◆ Excerpt to read ◆

════

Snipped to portion addressed. Longer post above.
Really? Or would we just end up turning folks against each other? (Example--you don't deserved that help--you are too old or too young--you don't contribute to the community, or you ate salt, or sugar in your younger life, or you didn't go to the gym enough, etc.) Or will we end up rationing to save the scarce medical care for the elite?
Medical care is expensive (I know, remember that this summer I got the opportunity to sit in an ICU wondering about even how much THAT cost or how much they were charging for the donated blood, or etc. ) And surely you must know that competition (where one organization competes with another to bring in a lower cost while keeping quality of care) is the only way to make things cheaper. It's the same reason monopolies need to be destroyed--there's no competition and so the prices can just skyrocket because there are no "checks" against it. (Isn't there some sort of Act that does just that, for just that reason?)

════

◆ Task ◆
Continue the forum post about medical costs and competition, starting right after its last sentence.

════

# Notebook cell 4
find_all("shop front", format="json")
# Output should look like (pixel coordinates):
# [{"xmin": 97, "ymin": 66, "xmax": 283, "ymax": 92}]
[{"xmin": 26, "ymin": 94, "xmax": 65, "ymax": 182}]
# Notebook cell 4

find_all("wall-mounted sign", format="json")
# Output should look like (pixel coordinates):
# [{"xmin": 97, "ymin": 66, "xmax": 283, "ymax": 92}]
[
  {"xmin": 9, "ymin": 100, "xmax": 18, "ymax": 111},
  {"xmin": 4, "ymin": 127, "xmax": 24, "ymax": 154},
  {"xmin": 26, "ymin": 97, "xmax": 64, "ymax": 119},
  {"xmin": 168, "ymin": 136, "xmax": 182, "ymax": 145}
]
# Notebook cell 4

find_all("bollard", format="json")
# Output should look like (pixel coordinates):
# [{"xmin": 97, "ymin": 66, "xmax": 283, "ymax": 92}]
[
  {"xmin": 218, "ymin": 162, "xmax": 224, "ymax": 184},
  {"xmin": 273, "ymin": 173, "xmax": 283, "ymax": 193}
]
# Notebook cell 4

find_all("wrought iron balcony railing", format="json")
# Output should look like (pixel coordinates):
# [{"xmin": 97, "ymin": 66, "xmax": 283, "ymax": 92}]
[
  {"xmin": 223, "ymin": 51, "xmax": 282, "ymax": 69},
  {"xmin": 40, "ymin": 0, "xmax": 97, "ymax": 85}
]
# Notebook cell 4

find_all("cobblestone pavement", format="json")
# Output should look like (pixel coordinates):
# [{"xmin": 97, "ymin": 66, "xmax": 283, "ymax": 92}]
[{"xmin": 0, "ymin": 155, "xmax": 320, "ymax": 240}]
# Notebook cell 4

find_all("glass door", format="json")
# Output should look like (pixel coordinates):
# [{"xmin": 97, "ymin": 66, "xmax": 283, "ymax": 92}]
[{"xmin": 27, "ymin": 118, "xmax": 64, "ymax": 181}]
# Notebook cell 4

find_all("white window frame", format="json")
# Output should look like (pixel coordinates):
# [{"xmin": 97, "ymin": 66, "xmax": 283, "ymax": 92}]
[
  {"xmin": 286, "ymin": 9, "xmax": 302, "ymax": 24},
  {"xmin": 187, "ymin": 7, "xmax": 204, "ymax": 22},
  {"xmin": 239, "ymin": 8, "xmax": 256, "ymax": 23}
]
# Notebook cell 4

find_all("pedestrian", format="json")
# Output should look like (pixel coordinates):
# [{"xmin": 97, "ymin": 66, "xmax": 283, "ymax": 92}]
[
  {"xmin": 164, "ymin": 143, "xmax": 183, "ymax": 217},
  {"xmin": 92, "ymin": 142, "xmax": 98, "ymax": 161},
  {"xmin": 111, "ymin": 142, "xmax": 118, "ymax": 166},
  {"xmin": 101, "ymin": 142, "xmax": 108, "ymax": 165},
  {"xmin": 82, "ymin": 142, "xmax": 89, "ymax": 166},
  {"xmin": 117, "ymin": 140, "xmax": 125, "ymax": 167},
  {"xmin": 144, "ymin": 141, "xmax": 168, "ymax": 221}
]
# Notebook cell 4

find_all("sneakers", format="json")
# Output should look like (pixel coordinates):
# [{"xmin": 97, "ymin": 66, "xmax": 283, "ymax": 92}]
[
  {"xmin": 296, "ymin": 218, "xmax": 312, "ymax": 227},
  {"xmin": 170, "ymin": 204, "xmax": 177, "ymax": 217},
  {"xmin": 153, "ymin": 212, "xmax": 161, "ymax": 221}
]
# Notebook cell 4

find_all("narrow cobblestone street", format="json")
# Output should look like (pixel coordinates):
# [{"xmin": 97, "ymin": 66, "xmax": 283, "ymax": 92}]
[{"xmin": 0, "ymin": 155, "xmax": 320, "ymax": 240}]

════

◆ Result for this exercise ◆
And surely you must know that to simply to give less compensation than a service actually costs means that quality of care suffers and that many health professionals will simply refuse to accept the meager compensation (and so will not treat the poor). Force those in the medical profession to provide services anyway? There's a word for that. It's called slavery.
In a perfect world, there WOULD be no illness (but Adam and Eve messed that up for us) so the next best thing would be competition (to reduce prices) and charity (to show love of neighbor.)
Of course this doesn't help the OP. She needs inexpensive health care insurance.